YOUR OBJECTIVE ::
Transcribe every record verbatim.

GIVEN RECORDS ::
══════
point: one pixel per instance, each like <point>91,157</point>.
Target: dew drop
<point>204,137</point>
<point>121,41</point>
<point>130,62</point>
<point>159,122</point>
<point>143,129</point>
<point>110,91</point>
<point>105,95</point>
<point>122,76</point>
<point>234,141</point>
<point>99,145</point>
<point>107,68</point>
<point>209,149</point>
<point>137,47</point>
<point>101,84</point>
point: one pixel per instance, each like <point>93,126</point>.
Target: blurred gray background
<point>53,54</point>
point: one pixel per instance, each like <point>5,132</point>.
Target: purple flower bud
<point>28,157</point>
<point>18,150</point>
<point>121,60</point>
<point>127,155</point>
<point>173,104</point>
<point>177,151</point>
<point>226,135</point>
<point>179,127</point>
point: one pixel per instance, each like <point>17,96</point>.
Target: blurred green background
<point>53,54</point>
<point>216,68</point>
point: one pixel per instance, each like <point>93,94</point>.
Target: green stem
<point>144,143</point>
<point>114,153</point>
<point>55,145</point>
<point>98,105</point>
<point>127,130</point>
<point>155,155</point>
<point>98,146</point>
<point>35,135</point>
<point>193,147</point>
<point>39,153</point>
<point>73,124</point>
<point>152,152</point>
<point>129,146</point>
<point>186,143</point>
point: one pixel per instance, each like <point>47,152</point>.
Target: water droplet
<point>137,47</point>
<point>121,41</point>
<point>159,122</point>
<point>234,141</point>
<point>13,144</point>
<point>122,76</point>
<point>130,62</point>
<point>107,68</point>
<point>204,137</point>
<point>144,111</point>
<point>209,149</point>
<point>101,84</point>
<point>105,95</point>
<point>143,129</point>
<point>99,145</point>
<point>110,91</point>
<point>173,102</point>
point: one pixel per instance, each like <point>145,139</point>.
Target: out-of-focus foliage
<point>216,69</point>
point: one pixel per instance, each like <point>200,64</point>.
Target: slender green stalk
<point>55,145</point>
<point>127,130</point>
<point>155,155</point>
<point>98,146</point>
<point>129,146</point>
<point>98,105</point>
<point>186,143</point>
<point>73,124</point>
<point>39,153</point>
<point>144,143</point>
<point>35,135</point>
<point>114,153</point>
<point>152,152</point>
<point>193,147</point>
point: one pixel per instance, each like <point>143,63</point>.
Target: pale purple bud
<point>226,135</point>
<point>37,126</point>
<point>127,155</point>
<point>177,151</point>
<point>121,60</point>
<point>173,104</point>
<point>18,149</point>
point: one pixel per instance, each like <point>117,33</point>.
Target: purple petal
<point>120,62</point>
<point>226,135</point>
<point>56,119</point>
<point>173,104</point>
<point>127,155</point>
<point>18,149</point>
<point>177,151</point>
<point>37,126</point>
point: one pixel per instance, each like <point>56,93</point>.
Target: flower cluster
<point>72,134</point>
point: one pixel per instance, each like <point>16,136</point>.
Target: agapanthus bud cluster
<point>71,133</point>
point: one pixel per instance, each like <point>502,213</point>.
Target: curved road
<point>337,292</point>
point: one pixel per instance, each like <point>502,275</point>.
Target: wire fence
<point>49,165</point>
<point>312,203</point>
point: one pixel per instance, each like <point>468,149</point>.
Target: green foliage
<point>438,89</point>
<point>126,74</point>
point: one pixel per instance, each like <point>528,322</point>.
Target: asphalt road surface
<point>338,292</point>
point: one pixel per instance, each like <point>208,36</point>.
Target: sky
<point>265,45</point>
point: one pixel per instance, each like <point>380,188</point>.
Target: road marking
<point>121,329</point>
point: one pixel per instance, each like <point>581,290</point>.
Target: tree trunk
══════
TASK RESPONSE ::
point: one pixel per instance, each like <point>91,157</point>.
Target: dew drop
<point>204,137</point>
<point>121,41</point>
<point>130,62</point>
<point>159,122</point>
<point>143,129</point>
<point>110,91</point>
<point>105,95</point>
<point>122,76</point>
<point>234,141</point>
<point>99,145</point>
<point>107,68</point>
<point>209,149</point>
<point>137,47</point>
<point>101,84</point>
point: one pixel per instance, each like <point>93,126</point>.
Target: blurred gray background
<point>53,54</point>
point: one pixel per instance, each like <point>5,132</point>.
Target: purple flower bud
<point>28,157</point>
<point>18,150</point>
<point>121,60</point>
<point>127,155</point>
<point>173,104</point>
<point>177,151</point>
<point>226,135</point>
<point>179,127</point>
point: one pixel per instance, each like <point>17,96</point>.
Target: blurred green background
<point>53,54</point>
<point>216,68</point>
point: one pixel per instance, each like <point>93,94</point>.
Target: green stem
<point>144,143</point>
<point>114,153</point>
<point>55,145</point>
<point>98,105</point>
<point>127,130</point>
<point>155,155</point>
<point>98,146</point>
<point>35,135</point>
<point>193,147</point>
<point>39,153</point>
<point>73,124</point>
<point>152,152</point>
<point>129,146</point>
<point>186,143</point>
point: one pixel per instance, each like <point>47,152</point>.
Target: water droplet
<point>137,47</point>
<point>121,41</point>
<point>159,122</point>
<point>234,141</point>
<point>13,144</point>
<point>122,76</point>
<point>130,62</point>
<point>107,68</point>
<point>204,137</point>
<point>144,111</point>
<point>209,149</point>
<point>101,84</point>
<point>105,95</point>
<point>143,129</point>
<point>99,145</point>
<point>110,91</point>
<point>173,102</point>
point: one pixel per instance, each like <point>145,139</point>.
Target: out-of-focus foliage
<point>216,69</point>
point: one pixel per instance, each like <point>200,64</point>.
Target: slender green stalk
<point>55,145</point>
<point>127,130</point>
<point>155,155</point>
<point>98,146</point>
<point>129,146</point>
<point>98,105</point>
<point>186,143</point>
<point>73,124</point>
<point>39,153</point>
<point>144,143</point>
<point>35,135</point>
<point>114,153</point>
<point>152,152</point>
<point>193,147</point>
point: one pixel per instance, each like <point>143,63</point>.
Target: pale purple bud
<point>226,135</point>
<point>37,126</point>
<point>127,155</point>
<point>177,151</point>
<point>121,60</point>
<point>173,104</point>
<point>18,149</point>
point: one pixel per instance, each like <point>117,33</point>.
Target: purple petal
<point>120,62</point>
<point>226,135</point>
<point>56,119</point>
<point>173,104</point>
<point>127,155</point>
<point>18,149</point>
<point>177,151</point>
<point>37,126</point>
point: one pixel per instance, each like <point>56,93</point>.
Target: flower cluster
<point>72,134</point>
point: one pixel per instance, each like <point>16,136</point>.
Target: agapanthus bud cluster
<point>71,133</point>
point: one pixel per instance, each like <point>502,213</point>.
Target: curved road
<point>337,292</point>
point: one pixel per instance, each like <point>502,275</point>.
Target: wire fence
<point>49,165</point>
<point>312,203</point>
point: one pixel per instance, each like <point>468,149</point>.
Target: green foliage
<point>438,89</point>
<point>126,74</point>
point: one pixel per instance, each like <point>528,322</point>.
Target: asphalt road surface
<point>338,292</point>
point: one pixel per instance, each like <point>208,36</point>.
Target: sky
<point>265,45</point>
point: one pixel per instance, each like <point>380,188</point>.
Target: road marking
<point>121,329</point>
point: one pixel per instance, each like <point>581,290</point>.
Target: tree trunk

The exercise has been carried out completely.